(Short task) Format every line of the records below as a numbered list, omitting any blank lines.

(Data excerpts)
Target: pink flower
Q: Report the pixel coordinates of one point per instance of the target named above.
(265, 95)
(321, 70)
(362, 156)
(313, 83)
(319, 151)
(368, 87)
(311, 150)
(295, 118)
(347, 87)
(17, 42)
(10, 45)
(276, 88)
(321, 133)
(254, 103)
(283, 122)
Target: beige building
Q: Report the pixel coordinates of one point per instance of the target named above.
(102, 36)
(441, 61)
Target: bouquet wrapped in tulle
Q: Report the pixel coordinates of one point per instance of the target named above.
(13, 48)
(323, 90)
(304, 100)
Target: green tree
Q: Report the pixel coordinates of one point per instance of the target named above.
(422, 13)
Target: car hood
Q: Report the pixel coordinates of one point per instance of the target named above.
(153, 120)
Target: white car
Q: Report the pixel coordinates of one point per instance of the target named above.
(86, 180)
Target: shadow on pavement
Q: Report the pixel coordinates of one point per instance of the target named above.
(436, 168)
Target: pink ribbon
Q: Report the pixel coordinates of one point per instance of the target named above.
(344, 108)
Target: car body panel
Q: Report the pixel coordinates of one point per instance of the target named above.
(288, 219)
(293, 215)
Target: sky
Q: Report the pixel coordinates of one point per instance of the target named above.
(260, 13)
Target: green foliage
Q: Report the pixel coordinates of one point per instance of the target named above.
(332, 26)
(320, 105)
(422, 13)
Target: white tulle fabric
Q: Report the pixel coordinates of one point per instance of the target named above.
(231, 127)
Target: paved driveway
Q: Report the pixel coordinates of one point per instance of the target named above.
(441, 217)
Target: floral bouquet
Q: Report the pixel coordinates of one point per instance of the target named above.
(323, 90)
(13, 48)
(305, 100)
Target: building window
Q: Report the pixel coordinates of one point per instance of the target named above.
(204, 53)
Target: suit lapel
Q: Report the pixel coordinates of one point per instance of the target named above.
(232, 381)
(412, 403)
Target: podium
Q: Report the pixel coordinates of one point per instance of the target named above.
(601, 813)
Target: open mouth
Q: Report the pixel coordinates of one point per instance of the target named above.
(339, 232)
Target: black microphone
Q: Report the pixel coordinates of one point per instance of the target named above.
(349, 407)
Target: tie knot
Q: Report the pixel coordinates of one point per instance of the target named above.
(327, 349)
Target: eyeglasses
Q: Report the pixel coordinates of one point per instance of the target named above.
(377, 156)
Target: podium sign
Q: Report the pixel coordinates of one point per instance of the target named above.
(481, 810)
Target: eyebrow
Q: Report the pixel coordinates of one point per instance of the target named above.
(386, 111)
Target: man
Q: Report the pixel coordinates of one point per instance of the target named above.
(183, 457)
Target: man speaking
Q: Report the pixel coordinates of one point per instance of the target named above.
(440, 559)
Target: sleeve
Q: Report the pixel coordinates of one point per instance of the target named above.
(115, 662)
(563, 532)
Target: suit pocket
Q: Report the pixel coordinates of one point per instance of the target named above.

(Exercise result)
1. Target: pink flower
2. Q: Report the pixel coordinates of one point per instance of the target named above.
3. (265, 95)
4. (321, 70)
5. (362, 156)
6. (313, 83)
7. (319, 151)
8. (368, 87)
9. (311, 150)
10. (295, 118)
11. (347, 87)
12. (17, 42)
13. (10, 45)
14. (276, 88)
15. (321, 133)
16. (254, 103)
17. (283, 122)
18. Target: beige building
19. Q: Report the pixel coordinates of one point per instance of the target named above.
20. (102, 36)
21. (441, 61)
22. Target: bouquet wrapped in tulle
23. Q: Report the pixel coordinates of one point per instance of the target named above.
24. (13, 48)
25. (323, 90)
26. (304, 100)
27. Target: green tree
28. Q: Report the pixel coordinates of one point per instance of the target named above.
29. (422, 13)
30. Target: car hood
31. Q: Report the pixel coordinates of one point per instance of the target named above.
32. (153, 120)
33. Target: white car
34. Q: Report the pixel coordinates of one point per instance of the target named above.
35. (86, 180)
36. Target: shadow on pavement
37. Q: Report the pixel coordinates of one point per instance of the target named above.
38. (436, 168)
39. Target: pink ribbon
40. Q: Report the pixel coordinates of one point per instance of the target named above.
41. (344, 108)
42. Target: car body panel
43. Q: Report the pixel coordinates of one point per instance of the target named above.
44. (288, 219)
45. (293, 215)
46. Target: sky
47. Q: Report the pixel coordinates of one point per instance of the target named above.
48. (260, 13)
49. Target: green foliage
50. Q: Report the pixel coordinates of one point per instance of the target named above.
51. (332, 26)
52. (320, 105)
53. (422, 13)
54. Target: white tulle fabric
55. Q: Report the pixel coordinates of one point per instance of the target named above.
56. (231, 127)
57. Target: paved driveway
58. Q: Report the pixel coordinates of one point per instance of the target named above.
59. (441, 217)
60. Target: floral bouquet
61. Q: Report the pixel coordinates of one point per instance of the target named above.
62. (323, 90)
63. (13, 48)
64. (305, 100)
65. Target: building window
66. Q: Report the pixel coordinates of one point per instance of the target named above.
67. (204, 53)
68. Target: suit lapel
69. Q: Report the pixel coordinates of one point per instance of the target named above.
70. (232, 381)
71. (412, 403)
72. Target: podium
73. Q: Report the pixel coordinates of one point per instance of the target named above.
74. (601, 813)
75. Target: open mouth
76. Q: Report the pixel coordinates of one point per instance of the target named above.
77. (339, 232)
78. Target: black microphone
79. Q: Report the pixel coordinates of one point per instance of the target named above.
80. (349, 407)
81. Target: tie knot
82. Q: Report the pixel coordinates of one point per instance of the target named above.
83. (327, 349)
84. Target: eyeglasses
85. Q: Report the pixel coordinates of one point per instance of the target named above.
86. (377, 156)
87. Target: podium sign
88. Q: Report the pixel coordinates of one point per instance of the target named above.
89. (481, 810)
90. Target: eyebrow
91. Q: Report the pixel coordinates of one point per instance of the target named above.
92. (386, 111)
93. Target: man
94. Q: Report the pixel coordinates of one point per instance of the target named above.
95. (183, 457)
96. Target: man speaking
97. Q: Report the pixel coordinates of one point per instance of the target named above.
98. (440, 559)
99. Target: sleeve
100. Q: Report the pixel coordinates of one point per instance of the target named above.
101. (115, 662)
102. (563, 532)
103. Target: suit pocket
104. Q: Report the pixel coordinates of one point per instance of the target named above.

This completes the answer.